* Your goal: Reproduce each of the following lines verbatim, with no changes of any kind.

━━━ Record list ━━━

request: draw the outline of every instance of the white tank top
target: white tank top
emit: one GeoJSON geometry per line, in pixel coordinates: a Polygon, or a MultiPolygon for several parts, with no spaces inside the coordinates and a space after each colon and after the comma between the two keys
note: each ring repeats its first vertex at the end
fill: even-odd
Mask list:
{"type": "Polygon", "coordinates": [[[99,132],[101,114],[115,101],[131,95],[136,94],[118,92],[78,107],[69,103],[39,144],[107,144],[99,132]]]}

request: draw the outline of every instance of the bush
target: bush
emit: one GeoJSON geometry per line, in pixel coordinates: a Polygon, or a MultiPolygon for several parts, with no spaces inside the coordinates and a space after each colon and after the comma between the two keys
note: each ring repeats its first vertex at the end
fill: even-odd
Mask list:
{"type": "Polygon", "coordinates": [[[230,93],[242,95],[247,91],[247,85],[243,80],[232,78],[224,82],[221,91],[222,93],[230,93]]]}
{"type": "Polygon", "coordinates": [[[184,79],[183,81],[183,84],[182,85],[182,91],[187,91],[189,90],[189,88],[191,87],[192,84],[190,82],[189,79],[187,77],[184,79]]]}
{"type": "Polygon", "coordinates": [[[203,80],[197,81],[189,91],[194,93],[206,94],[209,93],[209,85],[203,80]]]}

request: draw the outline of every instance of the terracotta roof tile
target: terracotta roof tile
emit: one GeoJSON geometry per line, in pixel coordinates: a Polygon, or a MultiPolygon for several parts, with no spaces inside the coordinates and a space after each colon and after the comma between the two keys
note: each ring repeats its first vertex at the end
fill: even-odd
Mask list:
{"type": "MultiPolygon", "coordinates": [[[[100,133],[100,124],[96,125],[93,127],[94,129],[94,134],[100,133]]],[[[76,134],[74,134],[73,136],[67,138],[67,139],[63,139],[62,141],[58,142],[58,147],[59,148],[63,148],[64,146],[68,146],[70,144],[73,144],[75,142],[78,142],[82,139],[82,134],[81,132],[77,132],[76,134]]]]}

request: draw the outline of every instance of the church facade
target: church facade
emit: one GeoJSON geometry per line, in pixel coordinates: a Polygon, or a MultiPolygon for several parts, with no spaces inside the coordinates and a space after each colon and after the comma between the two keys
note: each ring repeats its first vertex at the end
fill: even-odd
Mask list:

━━━

* The output:
request: draw the outline of every instance of the white tank top
target: white tank top
emit: one GeoJSON geometry per line, in pixel coordinates: a Polygon, or a MultiPolygon for several parts, with no spaces inside the coordinates and a space after each colon and after the comma between the two keys
note: each ring repeats its first vertex at the end
fill: even-odd
Mask list:
{"type": "Polygon", "coordinates": [[[99,132],[101,114],[115,101],[131,95],[136,94],[118,92],[78,107],[69,103],[39,144],[107,144],[99,132]]]}

request: draw the outline of every instance of the bush
target: bush
emit: one GeoJSON geometry per line, in pixel coordinates: a Polygon, or a MultiPolygon for several parts, with no spaces inside the coordinates and a space after each colon and after the comma between the two keys
note: each ring repeats its first vertex at the end
fill: even-odd
Mask list:
{"type": "Polygon", "coordinates": [[[230,93],[242,95],[247,91],[247,85],[243,80],[232,78],[224,82],[221,91],[222,93],[230,93]]]}
{"type": "Polygon", "coordinates": [[[184,79],[183,81],[183,84],[182,85],[182,91],[187,91],[189,90],[189,88],[191,87],[192,84],[190,82],[189,79],[187,77],[184,79]]]}
{"type": "Polygon", "coordinates": [[[203,80],[197,81],[189,91],[194,93],[206,94],[209,93],[209,85],[203,80]]]}

request: draw the outline of every instance of the terracotta roof tile
target: terracotta roof tile
emit: one GeoJSON geometry per line, in pixel coordinates: a Polygon, or a MultiPolygon for several parts, with no spaces inside the coordinates and a space after each colon and after the comma between the two keys
note: each ring repeats its first vertex at the end
fill: even-odd
Mask list:
{"type": "MultiPolygon", "coordinates": [[[[100,133],[100,124],[96,125],[93,127],[94,129],[94,134],[100,133]]],[[[76,134],[74,134],[73,136],[67,138],[67,139],[63,139],[62,141],[58,142],[58,147],[59,148],[63,148],[64,146],[68,146],[70,144],[73,144],[75,142],[78,142],[82,139],[82,134],[81,132],[77,132],[76,134]]]]}

request: draw the outline of every instance of the church facade
target: church facade
emit: one GeoJSON geometry per line, in pixel coordinates: a Polygon, or a MultiPolygon for several parts, with no spaces inside the coordinates and a space after each colon and after the comma between the two keys
note: each ring repeats its first vertex at the end
fill: even-odd
Mask list:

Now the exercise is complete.